■ **TEXTO DADO**:
**********

El tipo cansado de mirarme, estira la mano y me ofrece su
caneca como un acto de fe, como la comprobación de que conectamos. Yo con un
gesto de cabeza le rechacé la oferta. Nunca le quitaría una gota de ron a un
sediento.
¿En el Reino Unido de la Gran Bretaña e Irlanda del Norte
todavía hacen picnic, Mick? Porque cuando llegamos a la Ciudad Deportiva eso
parecía un picnic gigante, un picnic a lo Woodstock 69. La gente sentada en la
yerba conversaba, fumaba, algunos se empinaba de pomos plásticos Ciego Montero
con un contenido demasiado denso y dorado para ser agua.
Cerca de donde nos ubicamos había unas farolas viejas y unos niños las
habían trepado y se acomodaron en la cima. Yo enseguida pensé en Korda y su
Quijote en la Farola, pero tú no tienes que saber quién es Korda, la
colonización cultural no te lo permite, así que seré breve en la explicación
para no cansarte, fue el que tiró la foto del Che.
Seguro a ti no te sorprendía la cantidad de personas que
estaban ahí esa tardenoche; sin embargo para nosotros que venimos de un país de
11 millones de habitantes parecía que toda la humanidad se concentrara, se compactara
en un solo punto, y ese punto, por la densidad de su masa, explotara y creara
una nueva humanidad, un big bang rocanrolero. Sin embargo, Mick, no te pongas
triste si te digo que la mayoría de la gente nunca oyeron I cant get satisfaction y pensaron en una paja inconclusa.

**********

■ **Una serie de registros**:
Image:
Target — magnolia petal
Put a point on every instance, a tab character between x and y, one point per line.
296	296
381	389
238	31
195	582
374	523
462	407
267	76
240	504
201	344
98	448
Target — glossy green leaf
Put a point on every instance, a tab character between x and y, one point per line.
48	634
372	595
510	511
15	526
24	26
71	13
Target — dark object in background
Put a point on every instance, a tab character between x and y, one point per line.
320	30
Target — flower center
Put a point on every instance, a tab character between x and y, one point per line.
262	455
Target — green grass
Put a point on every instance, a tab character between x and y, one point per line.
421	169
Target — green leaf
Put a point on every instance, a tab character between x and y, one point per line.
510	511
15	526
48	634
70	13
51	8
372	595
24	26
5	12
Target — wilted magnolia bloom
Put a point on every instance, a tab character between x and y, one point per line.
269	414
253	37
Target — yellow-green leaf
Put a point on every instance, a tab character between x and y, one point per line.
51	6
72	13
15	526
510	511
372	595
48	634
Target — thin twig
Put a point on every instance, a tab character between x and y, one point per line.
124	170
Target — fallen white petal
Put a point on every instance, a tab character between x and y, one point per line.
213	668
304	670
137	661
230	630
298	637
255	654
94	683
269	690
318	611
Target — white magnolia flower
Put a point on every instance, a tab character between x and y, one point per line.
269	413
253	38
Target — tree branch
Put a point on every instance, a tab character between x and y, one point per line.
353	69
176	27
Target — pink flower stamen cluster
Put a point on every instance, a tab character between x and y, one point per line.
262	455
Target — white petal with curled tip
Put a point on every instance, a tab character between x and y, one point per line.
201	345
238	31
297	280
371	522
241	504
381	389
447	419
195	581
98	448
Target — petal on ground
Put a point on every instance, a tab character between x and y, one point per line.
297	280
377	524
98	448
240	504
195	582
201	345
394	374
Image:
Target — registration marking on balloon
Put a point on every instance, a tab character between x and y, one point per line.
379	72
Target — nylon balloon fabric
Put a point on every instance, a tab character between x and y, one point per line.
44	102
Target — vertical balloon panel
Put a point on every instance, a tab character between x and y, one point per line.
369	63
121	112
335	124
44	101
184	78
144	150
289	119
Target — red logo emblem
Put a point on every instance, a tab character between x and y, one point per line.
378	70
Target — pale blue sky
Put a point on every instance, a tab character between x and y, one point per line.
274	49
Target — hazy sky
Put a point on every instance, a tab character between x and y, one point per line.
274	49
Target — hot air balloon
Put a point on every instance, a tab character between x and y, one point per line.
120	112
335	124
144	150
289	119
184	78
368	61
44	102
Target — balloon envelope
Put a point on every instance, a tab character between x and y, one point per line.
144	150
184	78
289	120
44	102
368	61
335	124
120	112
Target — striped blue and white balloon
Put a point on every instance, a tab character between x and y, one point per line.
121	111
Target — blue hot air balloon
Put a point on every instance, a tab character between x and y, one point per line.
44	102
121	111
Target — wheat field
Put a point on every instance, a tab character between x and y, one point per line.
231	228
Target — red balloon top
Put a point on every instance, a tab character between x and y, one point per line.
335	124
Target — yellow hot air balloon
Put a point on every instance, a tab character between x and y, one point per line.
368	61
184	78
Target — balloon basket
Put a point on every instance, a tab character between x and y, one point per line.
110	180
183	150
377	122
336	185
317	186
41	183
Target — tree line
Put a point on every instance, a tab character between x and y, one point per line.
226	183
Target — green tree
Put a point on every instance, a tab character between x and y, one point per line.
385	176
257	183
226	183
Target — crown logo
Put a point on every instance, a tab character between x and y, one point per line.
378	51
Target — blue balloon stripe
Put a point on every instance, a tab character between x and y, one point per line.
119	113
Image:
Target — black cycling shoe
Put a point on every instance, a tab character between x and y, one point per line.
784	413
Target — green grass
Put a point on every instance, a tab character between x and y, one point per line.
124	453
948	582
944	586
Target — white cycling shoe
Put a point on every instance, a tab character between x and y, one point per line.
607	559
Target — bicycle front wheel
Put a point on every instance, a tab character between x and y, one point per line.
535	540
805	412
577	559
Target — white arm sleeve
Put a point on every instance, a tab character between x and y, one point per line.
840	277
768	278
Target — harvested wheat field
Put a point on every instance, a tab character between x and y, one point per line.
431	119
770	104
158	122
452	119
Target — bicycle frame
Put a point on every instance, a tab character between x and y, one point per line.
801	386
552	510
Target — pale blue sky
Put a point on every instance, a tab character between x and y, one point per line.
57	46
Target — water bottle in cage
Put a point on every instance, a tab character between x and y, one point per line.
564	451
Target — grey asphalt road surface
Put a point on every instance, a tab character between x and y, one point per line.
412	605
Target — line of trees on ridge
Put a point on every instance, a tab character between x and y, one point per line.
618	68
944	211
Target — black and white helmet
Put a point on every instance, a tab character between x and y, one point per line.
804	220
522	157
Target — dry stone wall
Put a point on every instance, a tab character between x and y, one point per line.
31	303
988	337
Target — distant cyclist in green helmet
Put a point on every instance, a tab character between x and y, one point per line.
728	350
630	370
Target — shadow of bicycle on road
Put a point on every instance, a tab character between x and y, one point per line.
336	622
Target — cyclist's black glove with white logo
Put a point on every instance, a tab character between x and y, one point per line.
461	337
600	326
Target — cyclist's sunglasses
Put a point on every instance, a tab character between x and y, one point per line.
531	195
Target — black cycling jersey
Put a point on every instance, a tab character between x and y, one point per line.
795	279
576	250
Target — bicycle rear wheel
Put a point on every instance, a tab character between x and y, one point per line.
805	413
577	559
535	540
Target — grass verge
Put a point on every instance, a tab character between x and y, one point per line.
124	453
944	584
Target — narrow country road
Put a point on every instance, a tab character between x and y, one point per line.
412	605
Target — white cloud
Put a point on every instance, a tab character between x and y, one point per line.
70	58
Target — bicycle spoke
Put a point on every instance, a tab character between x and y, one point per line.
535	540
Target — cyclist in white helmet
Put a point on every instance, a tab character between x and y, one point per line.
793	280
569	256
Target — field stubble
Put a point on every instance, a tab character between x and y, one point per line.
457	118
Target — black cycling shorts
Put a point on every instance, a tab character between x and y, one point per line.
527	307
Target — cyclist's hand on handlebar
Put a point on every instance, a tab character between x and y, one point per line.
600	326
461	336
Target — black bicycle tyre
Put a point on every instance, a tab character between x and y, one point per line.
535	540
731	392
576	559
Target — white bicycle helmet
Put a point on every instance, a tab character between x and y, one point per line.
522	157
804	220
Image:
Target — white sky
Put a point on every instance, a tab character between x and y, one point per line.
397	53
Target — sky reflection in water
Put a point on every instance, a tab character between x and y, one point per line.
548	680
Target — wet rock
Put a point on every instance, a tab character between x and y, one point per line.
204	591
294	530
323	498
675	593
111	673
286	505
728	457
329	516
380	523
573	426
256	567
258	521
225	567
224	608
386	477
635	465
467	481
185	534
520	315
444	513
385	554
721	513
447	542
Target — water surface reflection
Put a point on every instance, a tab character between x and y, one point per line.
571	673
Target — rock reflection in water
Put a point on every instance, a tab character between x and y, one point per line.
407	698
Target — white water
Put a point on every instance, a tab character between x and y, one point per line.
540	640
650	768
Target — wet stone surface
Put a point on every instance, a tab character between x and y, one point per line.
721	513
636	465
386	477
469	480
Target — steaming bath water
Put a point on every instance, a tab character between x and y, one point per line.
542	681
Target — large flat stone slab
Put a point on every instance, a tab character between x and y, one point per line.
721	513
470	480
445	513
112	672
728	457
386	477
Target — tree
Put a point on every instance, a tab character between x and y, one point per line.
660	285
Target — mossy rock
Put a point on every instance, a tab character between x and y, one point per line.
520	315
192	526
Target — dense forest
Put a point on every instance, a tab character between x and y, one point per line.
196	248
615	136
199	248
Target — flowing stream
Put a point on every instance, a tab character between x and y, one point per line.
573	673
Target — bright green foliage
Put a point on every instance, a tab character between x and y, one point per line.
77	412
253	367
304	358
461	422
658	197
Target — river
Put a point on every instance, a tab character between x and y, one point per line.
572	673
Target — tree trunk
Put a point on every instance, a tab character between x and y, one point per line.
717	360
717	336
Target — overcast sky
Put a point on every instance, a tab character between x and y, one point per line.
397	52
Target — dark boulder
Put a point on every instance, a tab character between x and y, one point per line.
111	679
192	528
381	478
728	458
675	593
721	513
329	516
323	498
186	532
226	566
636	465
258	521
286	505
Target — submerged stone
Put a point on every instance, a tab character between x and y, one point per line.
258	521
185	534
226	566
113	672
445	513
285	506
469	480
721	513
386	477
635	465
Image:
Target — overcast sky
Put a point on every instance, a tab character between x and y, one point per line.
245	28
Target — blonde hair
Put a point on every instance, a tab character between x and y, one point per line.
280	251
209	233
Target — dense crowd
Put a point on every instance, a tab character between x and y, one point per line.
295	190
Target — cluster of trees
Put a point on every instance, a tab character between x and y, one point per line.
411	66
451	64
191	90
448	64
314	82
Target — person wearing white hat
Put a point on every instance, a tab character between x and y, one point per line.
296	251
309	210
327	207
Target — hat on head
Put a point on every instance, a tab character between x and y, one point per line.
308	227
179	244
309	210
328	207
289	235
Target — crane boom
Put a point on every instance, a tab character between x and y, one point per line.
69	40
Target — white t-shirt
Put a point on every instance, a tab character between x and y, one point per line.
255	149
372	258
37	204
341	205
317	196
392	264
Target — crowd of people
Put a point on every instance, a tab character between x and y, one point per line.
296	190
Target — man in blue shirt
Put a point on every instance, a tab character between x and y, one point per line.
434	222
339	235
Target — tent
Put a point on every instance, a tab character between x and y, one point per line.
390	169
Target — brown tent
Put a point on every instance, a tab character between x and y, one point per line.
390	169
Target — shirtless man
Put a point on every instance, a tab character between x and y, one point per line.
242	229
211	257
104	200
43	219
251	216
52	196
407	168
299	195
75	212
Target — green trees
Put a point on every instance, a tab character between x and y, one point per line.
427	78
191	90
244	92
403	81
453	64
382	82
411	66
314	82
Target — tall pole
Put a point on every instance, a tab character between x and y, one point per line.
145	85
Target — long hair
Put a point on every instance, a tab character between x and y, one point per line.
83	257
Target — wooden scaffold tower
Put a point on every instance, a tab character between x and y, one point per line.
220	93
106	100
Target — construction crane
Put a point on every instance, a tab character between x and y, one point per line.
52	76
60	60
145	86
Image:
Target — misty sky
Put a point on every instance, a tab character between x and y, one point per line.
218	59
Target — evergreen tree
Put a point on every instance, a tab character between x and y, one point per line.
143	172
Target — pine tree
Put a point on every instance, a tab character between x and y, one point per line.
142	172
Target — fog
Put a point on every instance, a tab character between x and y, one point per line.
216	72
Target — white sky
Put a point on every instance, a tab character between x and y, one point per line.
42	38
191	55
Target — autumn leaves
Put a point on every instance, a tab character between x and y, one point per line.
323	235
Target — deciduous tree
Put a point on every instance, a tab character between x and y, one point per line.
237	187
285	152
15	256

**********

■ **INSTRUCCIONES**:
- A) Cuente las líneas de los registros que contienen la palabra "logo" y escriba únicamente la cifra.
- B) Prosiga el texto dirigido a Mick sobre la multitud reunida en la Ciudad Deportiva a partir de su última oración.

■ **LISTA DE RESPUESTAS**:
- A) 3

- B)
Gran parte de los asistentes solo no querían perderse tal
vez uno de los mayores acontecimientos culturales de la década en la Isla. Por
ello, en esa masa humana con propiedades volátiles había fans a Chocolate MC,
reparteros que se reparten bien repartidos, niños Vans que le venden el alma a
las estroboscópicas luces de las discotecas, trovadictos, bufanderos, raperos,
raftafaris, y otros, de esos, que te dicen que ellos “escuchan de to”.
Y tú cantabas Angie,
Mick, seguro que no me viste porque yo era solo un punto en tu ángulo de visión,
supongo que en megaconciertos miles de almas se difuminen delante de ti, se
vuelvan un mar de carne, cuyo movimiento recuerda a borrascas y a resacas.
Y tú cantabas Angie y yo pensaba que descubrí el amor con esa canción, que se la cantaba al oído
a mi primera novia y nos separamos y nunca más la he cantado para nadie. Hay
temas que cuando se regalan, es de mala educación pedirlas de vuelta.
Y dijiste en un español estrujado “yo sé que en un tiempo
no nos podían escuchar, pero aquí estamos” y hubo una bulla, una bulla como una
explosión atómica. Los tembas, los abuelos, esos que se comieron los discos de
acetato como si fueran de chocolate, fueron el núcleo, porque se les fue el
alma por la boca, debe ser un placer divino poder exorcizar miedos y demonios,
y los siguieron como una onda de choque todos los demás, aunque no supieran de
donde y por qué comenzó.
Mick, yo estaba allí cataléptico, convulsionante,
alucinado, orgasmizado, lobotomizado, casi un hilo de saliva me bajaba por la comisura
de los labios. Necesitaba un babero, quizás un pañal, porque yo, sencillamente,
no habitaba mi cuerpo, como la situación inmobiliaria del país estaba tan mala
me había mudado al aire.
Mick, yo estaba allí, aunque no lo supieras, y el
concierto acabó y debí dormir en el malecón para esperar a las seis de la
mañana para coger las primeras guaguas rumbo a Matanzas y llegué a la casa
muerto y medio, pero no importa Mick, porque yo estaba allí, aunque tú no lo
supieras.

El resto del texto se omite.